EXERCISE PROMPT:
Count the lines in the items below that contain the string "grass", treating uppercase and lowercase as different. Reply with the number alone.

----

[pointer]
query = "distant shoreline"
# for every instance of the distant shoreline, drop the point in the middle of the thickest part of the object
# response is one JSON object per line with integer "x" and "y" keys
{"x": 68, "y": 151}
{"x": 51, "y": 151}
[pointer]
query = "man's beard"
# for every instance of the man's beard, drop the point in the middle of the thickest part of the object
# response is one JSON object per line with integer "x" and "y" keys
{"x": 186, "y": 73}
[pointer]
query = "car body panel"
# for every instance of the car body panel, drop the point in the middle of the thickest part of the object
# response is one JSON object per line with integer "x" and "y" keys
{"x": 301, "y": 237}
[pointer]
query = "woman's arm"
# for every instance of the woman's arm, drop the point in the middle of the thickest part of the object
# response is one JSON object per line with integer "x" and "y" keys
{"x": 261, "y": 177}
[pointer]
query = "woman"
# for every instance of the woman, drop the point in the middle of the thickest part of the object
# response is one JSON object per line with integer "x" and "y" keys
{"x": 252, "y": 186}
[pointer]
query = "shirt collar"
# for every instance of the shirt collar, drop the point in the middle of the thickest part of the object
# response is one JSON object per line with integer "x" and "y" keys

----

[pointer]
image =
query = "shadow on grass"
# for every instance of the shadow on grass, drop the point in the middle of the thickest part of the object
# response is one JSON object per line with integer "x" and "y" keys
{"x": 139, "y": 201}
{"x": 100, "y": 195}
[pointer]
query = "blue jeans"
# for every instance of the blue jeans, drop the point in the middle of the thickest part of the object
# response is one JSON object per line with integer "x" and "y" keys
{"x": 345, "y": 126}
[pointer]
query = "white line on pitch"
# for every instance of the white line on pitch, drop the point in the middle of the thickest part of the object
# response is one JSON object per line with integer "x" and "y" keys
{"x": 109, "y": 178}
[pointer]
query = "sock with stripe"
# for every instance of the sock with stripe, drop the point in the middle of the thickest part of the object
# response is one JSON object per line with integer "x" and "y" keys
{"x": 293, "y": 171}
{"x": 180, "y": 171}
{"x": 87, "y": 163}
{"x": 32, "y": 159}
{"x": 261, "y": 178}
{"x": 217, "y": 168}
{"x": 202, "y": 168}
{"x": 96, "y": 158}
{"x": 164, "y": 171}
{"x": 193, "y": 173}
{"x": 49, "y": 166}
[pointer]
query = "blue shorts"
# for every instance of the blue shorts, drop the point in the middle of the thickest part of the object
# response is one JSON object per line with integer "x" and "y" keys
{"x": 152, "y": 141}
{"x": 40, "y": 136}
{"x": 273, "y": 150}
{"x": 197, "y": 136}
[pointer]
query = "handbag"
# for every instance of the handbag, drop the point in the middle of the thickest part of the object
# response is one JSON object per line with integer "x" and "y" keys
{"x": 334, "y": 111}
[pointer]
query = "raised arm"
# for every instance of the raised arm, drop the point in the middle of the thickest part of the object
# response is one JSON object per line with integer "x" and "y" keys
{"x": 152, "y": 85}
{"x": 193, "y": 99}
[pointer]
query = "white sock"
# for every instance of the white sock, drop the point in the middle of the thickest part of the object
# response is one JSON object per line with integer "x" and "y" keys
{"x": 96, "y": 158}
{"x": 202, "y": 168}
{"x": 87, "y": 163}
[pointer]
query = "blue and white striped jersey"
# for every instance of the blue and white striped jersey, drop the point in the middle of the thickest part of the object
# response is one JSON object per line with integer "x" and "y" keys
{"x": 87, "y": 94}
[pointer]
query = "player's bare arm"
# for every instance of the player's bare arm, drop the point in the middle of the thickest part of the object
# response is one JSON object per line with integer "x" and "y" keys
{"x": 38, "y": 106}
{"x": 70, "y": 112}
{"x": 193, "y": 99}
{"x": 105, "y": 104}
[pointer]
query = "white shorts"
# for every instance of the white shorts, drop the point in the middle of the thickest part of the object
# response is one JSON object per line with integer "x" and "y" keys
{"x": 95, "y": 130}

----

TASK RESPONSE:
2